Pick out each row of the material below that contains the string "line".
- - - - -
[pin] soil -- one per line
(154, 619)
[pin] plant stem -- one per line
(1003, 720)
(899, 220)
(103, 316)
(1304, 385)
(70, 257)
- - - - -
| Answer to this exercise |
[pin] soil -- one per line
[pin] plant stem -- one per line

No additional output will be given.